- Church: Catholic Church
- Archdiocese: Roman Catholic Archdiocese of Nairobi
- See: Diocese of Kitui
- Appointed: 27 May 2026
- Installed: 8 August 2026
- Predecessor: Joseph Maluki Mwongela (17 March 2020 - 4 January 2026)

Orders
- Ordination: 8 December 2001
- Consecration: 8 August 2026

Personal details
- Born: John Mbua Mwandi 24 September 1970 (age 55) Githunguri Kiambu County, Kenya
- Motto: "SERVE ALL IN LOVE"

= John Mbua Mwandi =

Kenyan Catholic prelate (born 1970)

John Mbua Mwandi (born 24 September 1970) is a Kenyan Catholic prelate who was appointed Bishop of the Roman Catholic Diocese of Kitui, in Kenya on 27 May 2026. Before that, from 8 December 2001 until 27 May 2026, he served as a priest of the same Catholic See. He was appointed bishop by Pope Leo XIV.

Supplied information:
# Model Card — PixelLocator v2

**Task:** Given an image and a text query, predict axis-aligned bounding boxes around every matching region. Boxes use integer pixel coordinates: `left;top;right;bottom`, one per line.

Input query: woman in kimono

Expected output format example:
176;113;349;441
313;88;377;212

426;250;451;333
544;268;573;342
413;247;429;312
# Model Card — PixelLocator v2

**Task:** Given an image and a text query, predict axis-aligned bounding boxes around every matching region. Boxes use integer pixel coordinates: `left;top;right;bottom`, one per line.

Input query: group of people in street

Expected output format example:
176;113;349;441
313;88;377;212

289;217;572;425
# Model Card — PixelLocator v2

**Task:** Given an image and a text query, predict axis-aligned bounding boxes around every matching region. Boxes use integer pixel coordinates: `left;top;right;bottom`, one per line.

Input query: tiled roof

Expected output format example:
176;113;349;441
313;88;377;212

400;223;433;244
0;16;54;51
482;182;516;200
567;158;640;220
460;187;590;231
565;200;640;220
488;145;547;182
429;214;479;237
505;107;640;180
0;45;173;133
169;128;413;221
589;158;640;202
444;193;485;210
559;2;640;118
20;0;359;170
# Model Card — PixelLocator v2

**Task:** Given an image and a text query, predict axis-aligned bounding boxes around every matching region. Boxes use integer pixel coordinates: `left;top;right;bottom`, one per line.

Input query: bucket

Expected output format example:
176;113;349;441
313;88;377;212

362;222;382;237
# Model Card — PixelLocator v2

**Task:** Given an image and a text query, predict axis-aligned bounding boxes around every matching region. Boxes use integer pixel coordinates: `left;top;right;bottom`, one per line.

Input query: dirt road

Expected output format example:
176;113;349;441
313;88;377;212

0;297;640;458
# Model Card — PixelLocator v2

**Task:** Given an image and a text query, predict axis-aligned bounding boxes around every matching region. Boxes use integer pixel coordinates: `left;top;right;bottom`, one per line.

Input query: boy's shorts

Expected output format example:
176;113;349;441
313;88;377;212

Stated task:
Extract the passage from the profile of John Mbua Mwandi, starting at "- Church: Catholic" and ending at "4 January 2026)".

Task result:
- Church: Catholic Church
- Archdiocese: Roman Catholic Archdiocese of Nairobi
- See: Diocese of Kitui
- Appointed: 27 May 2026
- Installed: 8 August 2026
- Predecessor: Joseph Maluki Mwongela (17 March 2020 - 4 January 2026)